- _COMPLETE THE FOLLOWING_:
1. Answer these questions from the passage on homeschool science:
(a) What BBC television program did Richard Hammond host?
(b) What homemade item does the passage suggest setting up and putting in a child's care?
(c) How many minutes a day of gardening does the passage propose?
2. Proceed with the passage on homeschool science, writing on from its final sentence.

TEXT UNDER STUDY: Begin

These were the words of Richard Hammond, host of BBC television’s Blast Lab, writing in New Scientist Magazine.
Now the question arises: How are we, as homeschooling parents, supposed to ‘nurture that joy of discovery’ in our kids? Agreed, it is easier said than done. But a couple of simple steps are all that’s required from our ends in order to open up the joys of science to our children.
One way is to let them spend some time in nature. This doesn’t mean taking a holiday from work and visiting a zoo or a wildlife sanctuary with them in tow. You could just use your backyard or garden as a natural play area – spend some time kneeling over the wildflowers in the yard and trying to identify them with your children, set up a homemade bird feeder and entrust its responsibility to your child or simply spend twenty minutes a day gardening and tending to plants. A wonderful, hands-on way to learn about the natural world is as simple as that!

TEXT UNDER STUDY: End
DATASET EXCERPTS: Begin

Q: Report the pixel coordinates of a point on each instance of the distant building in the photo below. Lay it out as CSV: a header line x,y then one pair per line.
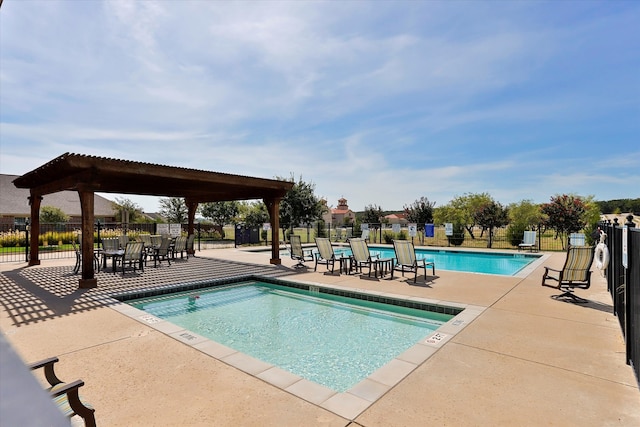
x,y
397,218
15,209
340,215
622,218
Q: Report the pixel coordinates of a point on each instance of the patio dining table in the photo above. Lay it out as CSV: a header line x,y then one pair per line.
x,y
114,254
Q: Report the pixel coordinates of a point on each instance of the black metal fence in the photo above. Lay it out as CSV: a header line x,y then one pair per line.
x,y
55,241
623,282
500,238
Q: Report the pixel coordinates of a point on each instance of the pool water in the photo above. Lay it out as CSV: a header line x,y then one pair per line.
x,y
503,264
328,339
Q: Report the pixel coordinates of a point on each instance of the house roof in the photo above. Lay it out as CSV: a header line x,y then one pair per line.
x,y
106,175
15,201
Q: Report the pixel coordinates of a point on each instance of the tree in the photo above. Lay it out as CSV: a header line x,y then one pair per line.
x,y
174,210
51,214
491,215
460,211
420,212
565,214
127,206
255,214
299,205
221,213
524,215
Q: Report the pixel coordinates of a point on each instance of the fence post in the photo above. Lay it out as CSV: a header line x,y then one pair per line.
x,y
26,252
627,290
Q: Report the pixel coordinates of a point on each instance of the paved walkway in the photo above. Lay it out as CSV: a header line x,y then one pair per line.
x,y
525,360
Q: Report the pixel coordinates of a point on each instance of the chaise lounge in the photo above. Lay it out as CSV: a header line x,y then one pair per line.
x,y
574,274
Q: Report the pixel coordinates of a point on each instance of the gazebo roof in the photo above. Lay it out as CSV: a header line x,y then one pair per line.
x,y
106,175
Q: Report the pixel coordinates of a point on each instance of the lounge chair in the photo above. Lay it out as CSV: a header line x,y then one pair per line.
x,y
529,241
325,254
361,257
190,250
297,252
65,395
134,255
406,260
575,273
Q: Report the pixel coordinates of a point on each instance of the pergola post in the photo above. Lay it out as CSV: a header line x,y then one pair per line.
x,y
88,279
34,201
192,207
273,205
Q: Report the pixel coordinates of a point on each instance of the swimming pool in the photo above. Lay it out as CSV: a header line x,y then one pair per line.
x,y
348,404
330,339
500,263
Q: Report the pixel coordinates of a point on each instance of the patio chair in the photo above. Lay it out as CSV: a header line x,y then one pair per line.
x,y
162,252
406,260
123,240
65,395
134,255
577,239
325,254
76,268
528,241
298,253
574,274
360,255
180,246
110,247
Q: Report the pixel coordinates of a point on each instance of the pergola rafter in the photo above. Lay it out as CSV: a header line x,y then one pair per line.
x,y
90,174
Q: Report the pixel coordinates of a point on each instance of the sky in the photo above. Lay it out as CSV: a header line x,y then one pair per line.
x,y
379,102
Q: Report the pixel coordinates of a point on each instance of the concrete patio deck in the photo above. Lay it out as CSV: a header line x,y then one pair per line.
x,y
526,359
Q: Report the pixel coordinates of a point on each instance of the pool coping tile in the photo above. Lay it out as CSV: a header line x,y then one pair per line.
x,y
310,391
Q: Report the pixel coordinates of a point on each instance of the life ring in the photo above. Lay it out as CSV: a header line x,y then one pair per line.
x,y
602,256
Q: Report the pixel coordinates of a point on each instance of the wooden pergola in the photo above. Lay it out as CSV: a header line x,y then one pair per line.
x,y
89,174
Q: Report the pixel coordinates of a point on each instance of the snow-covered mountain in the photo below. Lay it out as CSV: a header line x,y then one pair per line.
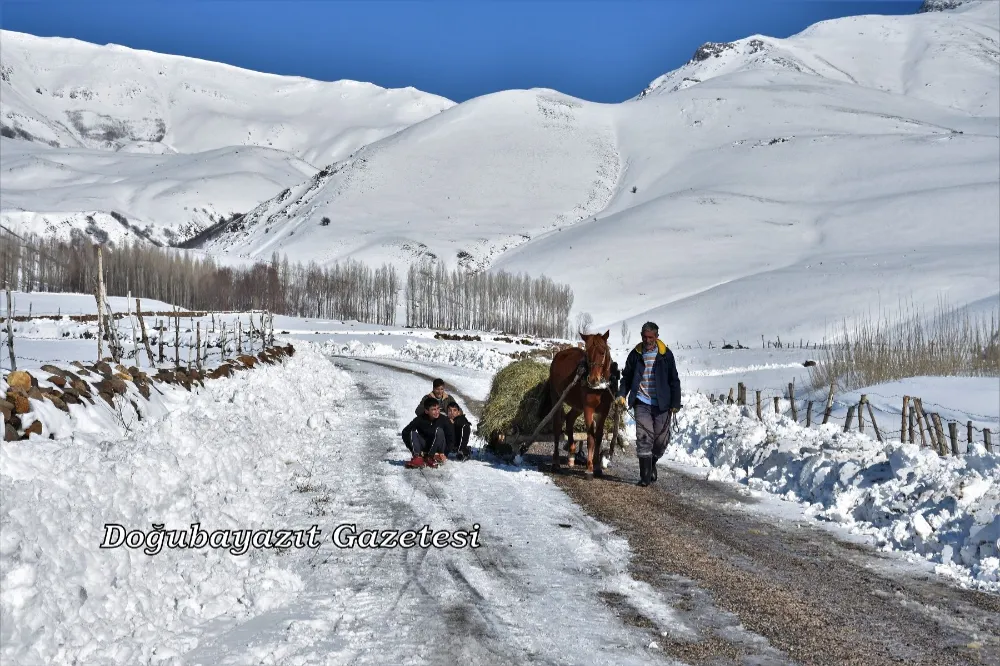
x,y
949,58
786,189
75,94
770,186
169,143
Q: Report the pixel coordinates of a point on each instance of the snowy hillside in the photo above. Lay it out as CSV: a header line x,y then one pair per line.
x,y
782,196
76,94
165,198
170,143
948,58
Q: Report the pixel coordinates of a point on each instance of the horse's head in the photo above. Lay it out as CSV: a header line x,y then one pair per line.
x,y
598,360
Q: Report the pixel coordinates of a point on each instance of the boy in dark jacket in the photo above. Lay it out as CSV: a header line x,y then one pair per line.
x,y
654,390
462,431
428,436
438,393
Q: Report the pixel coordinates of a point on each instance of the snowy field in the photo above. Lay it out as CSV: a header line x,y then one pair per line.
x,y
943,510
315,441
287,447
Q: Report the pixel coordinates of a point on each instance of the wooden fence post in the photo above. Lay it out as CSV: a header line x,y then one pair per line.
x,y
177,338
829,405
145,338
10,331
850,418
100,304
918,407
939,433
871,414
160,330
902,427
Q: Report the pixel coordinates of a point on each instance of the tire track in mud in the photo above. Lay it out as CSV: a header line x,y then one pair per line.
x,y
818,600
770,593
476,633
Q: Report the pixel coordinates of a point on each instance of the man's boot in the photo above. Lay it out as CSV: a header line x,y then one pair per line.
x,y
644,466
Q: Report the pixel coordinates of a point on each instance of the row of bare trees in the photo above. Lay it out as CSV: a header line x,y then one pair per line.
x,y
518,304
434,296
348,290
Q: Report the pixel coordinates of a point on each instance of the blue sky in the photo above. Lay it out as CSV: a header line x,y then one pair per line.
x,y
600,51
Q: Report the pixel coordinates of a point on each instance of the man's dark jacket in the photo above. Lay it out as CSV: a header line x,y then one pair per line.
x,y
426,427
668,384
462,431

DATASET EXCERPTS: End

- _RESULTS BY TASK_:
1.
(a) Blast Lab
(b) A bird feeder
(c) Twenty minutes

2.
One fine day my daughter came in running to the kitchen with a small cut on her finger and was alarmed at how much blood came out of the cut. As I bandaged it, I explained to her that one drop of blood has more than five million red blood cells in it. This left her wide-eyed and since then she’s always coming up with new questions regarding the working of the human body which I am only too pleased to answer.
The key here is to understand that you can’t force kids to learn. Sometimes they might get disengaged and wander off or may turn a deaf ear to whatever you’re trying to tell them. Don’t worry; they’ll eventually come back as soon as they’re ready to take in and learn more.
Early years science – after all, it’s “Elementary, my dear Watson.”